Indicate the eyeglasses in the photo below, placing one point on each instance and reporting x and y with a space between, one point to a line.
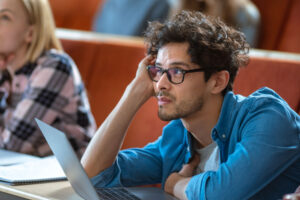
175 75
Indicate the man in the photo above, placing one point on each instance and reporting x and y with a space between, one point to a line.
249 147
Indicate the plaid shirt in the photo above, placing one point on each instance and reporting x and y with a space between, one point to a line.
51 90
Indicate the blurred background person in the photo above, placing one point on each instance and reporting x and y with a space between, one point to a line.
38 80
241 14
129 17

+ + +

> [Prompt] Rewrite the lines above as a numbered list, leaving out blank lines and the pictures.

> [The completed task]
1. Indicate the eyeglasses in the photo below, placing one point on each instance and reporting x and y with a space between, one point to a line.
2. 175 75
3. Indicate the man in the photo above, placing one point on each instance and reporting x and y with a space between, one point to a line.
4. 249 147
5. Indicate the plaid shirt in the photo above, placing one point on each instance and reporting x and y with a space between, one point to a line.
6. 51 90
7. Indicate the blurred background person in the photo above, placing one point on each instance and reporting x and y with a space between, one point to a line.
8. 38 80
9. 241 14
10. 129 17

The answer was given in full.